(Saved data entries)
= = = = =
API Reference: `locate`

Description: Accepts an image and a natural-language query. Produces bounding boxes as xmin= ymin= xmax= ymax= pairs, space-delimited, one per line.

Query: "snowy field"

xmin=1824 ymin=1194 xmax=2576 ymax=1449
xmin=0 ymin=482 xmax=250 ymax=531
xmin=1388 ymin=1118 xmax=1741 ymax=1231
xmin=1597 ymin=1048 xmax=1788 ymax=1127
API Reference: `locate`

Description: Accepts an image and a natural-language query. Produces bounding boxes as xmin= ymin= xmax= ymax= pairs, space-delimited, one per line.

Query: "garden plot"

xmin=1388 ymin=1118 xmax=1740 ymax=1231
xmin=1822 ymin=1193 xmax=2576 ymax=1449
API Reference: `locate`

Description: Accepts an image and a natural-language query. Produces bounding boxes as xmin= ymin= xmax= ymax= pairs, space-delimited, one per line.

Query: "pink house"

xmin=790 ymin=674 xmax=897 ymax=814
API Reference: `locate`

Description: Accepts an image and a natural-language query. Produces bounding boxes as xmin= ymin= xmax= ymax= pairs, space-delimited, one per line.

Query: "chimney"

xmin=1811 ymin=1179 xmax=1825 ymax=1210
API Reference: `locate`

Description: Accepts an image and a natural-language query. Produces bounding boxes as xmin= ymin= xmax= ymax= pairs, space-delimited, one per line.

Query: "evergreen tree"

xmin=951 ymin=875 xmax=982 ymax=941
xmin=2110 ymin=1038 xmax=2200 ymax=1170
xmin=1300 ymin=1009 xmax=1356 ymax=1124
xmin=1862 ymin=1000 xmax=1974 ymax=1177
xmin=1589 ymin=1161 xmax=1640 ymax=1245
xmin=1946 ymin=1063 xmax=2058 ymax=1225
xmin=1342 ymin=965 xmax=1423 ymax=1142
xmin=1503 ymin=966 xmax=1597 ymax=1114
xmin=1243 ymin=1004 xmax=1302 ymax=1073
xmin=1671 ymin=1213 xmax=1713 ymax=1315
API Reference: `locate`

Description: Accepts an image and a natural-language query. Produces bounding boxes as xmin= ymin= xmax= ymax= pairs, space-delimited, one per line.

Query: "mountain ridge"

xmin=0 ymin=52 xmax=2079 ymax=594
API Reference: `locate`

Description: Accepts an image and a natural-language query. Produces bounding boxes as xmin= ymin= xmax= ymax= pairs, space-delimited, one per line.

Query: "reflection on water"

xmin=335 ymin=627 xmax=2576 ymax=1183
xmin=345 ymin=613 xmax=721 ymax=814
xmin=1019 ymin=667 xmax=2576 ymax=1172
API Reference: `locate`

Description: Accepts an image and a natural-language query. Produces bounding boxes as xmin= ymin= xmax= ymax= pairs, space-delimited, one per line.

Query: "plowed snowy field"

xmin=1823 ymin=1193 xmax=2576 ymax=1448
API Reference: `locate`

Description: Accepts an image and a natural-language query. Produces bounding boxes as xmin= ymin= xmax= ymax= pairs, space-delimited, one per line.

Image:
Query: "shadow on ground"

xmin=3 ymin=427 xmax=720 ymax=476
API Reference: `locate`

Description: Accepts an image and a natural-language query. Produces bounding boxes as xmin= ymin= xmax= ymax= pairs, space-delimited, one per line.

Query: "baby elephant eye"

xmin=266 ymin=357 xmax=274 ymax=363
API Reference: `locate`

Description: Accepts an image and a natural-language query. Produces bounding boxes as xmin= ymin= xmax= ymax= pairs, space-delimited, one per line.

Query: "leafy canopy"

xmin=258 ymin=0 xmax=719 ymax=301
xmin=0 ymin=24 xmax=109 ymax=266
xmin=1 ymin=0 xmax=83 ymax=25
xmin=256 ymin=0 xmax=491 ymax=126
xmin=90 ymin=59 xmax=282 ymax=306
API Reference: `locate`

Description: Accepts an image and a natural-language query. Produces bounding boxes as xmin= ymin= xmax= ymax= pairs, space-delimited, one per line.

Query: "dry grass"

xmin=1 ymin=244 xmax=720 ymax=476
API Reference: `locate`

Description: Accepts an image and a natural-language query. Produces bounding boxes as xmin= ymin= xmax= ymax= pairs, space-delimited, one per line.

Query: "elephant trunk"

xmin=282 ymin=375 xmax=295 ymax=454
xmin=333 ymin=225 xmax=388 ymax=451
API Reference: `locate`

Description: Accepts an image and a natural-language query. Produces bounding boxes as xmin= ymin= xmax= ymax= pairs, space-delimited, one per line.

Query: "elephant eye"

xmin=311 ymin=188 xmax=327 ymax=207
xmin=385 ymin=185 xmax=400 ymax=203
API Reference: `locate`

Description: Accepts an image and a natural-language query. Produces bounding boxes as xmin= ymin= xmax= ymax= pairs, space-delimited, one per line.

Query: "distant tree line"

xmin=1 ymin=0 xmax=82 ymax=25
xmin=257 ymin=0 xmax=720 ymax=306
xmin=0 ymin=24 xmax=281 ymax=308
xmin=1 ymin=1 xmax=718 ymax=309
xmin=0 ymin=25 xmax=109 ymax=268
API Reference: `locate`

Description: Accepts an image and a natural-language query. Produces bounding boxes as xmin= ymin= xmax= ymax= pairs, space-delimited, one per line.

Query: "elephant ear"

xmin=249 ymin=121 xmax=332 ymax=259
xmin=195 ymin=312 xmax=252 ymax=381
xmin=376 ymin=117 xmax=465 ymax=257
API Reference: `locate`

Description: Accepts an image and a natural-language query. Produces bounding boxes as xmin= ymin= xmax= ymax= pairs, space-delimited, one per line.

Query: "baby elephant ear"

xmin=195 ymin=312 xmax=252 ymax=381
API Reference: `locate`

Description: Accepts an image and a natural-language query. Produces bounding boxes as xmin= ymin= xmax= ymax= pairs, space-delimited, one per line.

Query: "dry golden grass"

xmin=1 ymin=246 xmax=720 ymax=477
= = = = =
## Assignment
Taking care to match every character, output all of the entries above.

## Problem solution
API Reference: `locate`

Description: Accepts an image and a natural-language query. Produces bounding boxes as xmin= ymin= xmax= ymax= pairs, space-delimited, one per line.

Query: "snowy field"

xmin=1824 ymin=1194 xmax=2576 ymax=1449
xmin=0 ymin=482 xmax=250 ymax=531
xmin=1388 ymin=1118 xmax=1741 ymax=1231
xmin=1597 ymin=1048 xmax=1788 ymax=1127
API Reference: `locate`

Description: Accepts an image and a natural-language query. Produces bounding boxes as xmin= ymin= xmax= ymax= pairs, space-delimited, one per line.

Query: "garden plot"

xmin=1388 ymin=1118 xmax=1740 ymax=1231
xmin=1822 ymin=1193 xmax=2576 ymax=1449
API Reference: `locate`

Description: Accepts an image and a natural-language query. Produces bounding boxes as xmin= ymin= xmax= ymax= pairs, space-delimited, one per line.

Query: "pink house"

xmin=790 ymin=674 xmax=897 ymax=814
API Reference: `locate`

Description: Accepts an image and a natural-language query. Produces bounding boxes as xmin= ymin= xmax= ymax= pairs, space-delimited, one per line.

Query: "chimney"

xmin=1811 ymin=1179 xmax=1825 ymax=1210
API Reference: `locate`

Description: Accepts an image and a natural-language query. Produces bounding boxes as xmin= ymin= xmax= ymax= pairs, space-delimited, one per line.

Query: "evergreen tree"

xmin=951 ymin=875 xmax=982 ymax=941
xmin=2110 ymin=1038 xmax=2200 ymax=1170
xmin=1300 ymin=1009 xmax=1356 ymax=1124
xmin=1862 ymin=1000 xmax=1974 ymax=1177
xmin=1589 ymin=1161 xmax=1640 ymax=1245
xmin=1946 ymin=1063 xmax=2058 ymax=1225
xmin=1342 ymin=965 xmax=1423 ymax=1142
xmin=1503 ymin=966 xmax=1597 ymax=1114
xmin=1243 ymin=1004 xmax=1302 ymax=1073
xmin=1671 ymin=1213 xmax=1713 ymax=1315
API Reference: `locate`

Description: Accepts an image and a natural-language query. Produces bounding boxes as xmin= ymin= xmax= ymax= pairs, space-delimited, one per line.

Query: "mountain ridge"

xmin=0 ymin=52 xmax=2079 ymax=594
API Reference: `locate`

Description: Accepts an image and a natural-language query. Produces bounding boxes as xmin= ymin= xmax= ymax= pairs, space-delimited, one per line.

Query: "reflection on water"

xmin=335 ymin=627 xmax=2576 ymax=1183
xmin=345 ymin=613 xmax=721 ymax=814
xmin=1019 ymin=667 xmax=2576 ymax=1172
API Reference: `locate`

Description: Accepts an image and a natural-language query. Produces bounding boxes as xmin= ymin= xmax= ymax= pairs, space-delimited, one per line.

Query: "plowed snowy field"

xmin=1823 ymin=1193 xmax=2576 ymax=1448
API Reference: `locate`

Description: Accepts an image and a natural-language query. Produces bounding boxes as xmin= ymin= xmax= ymax= pairs, space-delimited, one per line.

Image:
Query: "shadow on ground"

xmin=3 ymin=427 xmax=720 ymax=476
API Reference: `locate`

Description: Accepts an image and a natural-language query. Produces bounding boxes as xmin= ymin= xmax= ymax= pairs, space-delimited, one per line.

Query: "baby elephant eye"

xmin=266 ymin=357 xmax=274 ymax=363
API Reference: `locate`

Description: Accepts an image and a natural-language query. Produces bounding boxes as xmin= ymin= xmax= ymax= pairs, space-delimited, one per line.

Query: "leafy canopy"

xmin=258 ymin=0 xmax=719 ymax=301
xmin=0 ymin=24 xmax=109 ymax=266
xmin=1 ymin=0 xmax=83 ymax=25
xmin=256 ymin=0 xmax=491 ymax=126
xmin=90 ymin=59 xmax=282 ymax=306
API Reference: `locate`

Description: Accepts an image and a natural-language query. Produces bounding boxes as xmin= ymin= xmax= ymax= pairs, space-delimited, one per line.

Query: "dry grass"

xmin=1 ymin=244 xmax=720 ymax=476
API Reference: `locate`

Description: Accepts an image and a natural-language query. Produces bounding boxes as xmin= ymin= xmax= ymax= pairs, space-delimited, one per line.

Query: "elephant trunk"

xmin=282 ymin=375 xmax=295 ymax=454
xmin=333 ymin=225 xmax=388 ymax=451
API Reference: `locate`

Description: Accepts an image and a natural-language query. Produces bounding boxes as xmin= ymin= xmax= ymax= pairs, space-delimited, one per line.

Query: "elephant eye"

xmin=311 ymin=188 xmax=327 ymax=207
xmin=385 ymin=185 xmax=400 ymax=203
API Reference: `locate`

Description: Accepts an image and a natural-language query. Produces bounding boxes as xmin= ymin= xmax= ymax= pairs, space-delimited, one per line.

Query: "distant tree line"

xmin=1 ymin=0 xmax=82 ymax=25
xmin=257 ymin=0 xmax=720 ymax=306
xmin=0 ymin=24 xmax=281 ymax=308
xmin=1 ymin=1 xmax=718 ymax=309
xmin=0 ymin=25 xmax=109 ymax=268
API Reference: `locate`

Description: Accepts an image and a natural-language query. Produces bounding boxes as xmin= ymin= xmax= ymax= pairs, space-delimited, one per line.

Query: "elephant ear"

xmin=249 ymin=121 xmax=332 ymax=259
xmin=195 ymin=312 xmax=252 ymax=381
xmin=376 ymin=117 xmax=465 ymax=257
API Reference: `locate`

Description: Accepts an image and a natural-language query. Produces bounding boxes as xmin= ymin= xmax= ymax= pairs, space-delimited, one per line.

Query: "baby elephant ear"

xmin=195 ymin=312 xmax=252 ymax=381
API Reference: `locate`

Description: Accepts an image and a natural-language query. Produces bounding boxes as xmin= ymin= xmax= ymax= pairs, space-delimited, one per line.

Query: "dry golden grass"

xmin=1 ymin=246 xmax=720 ymax=477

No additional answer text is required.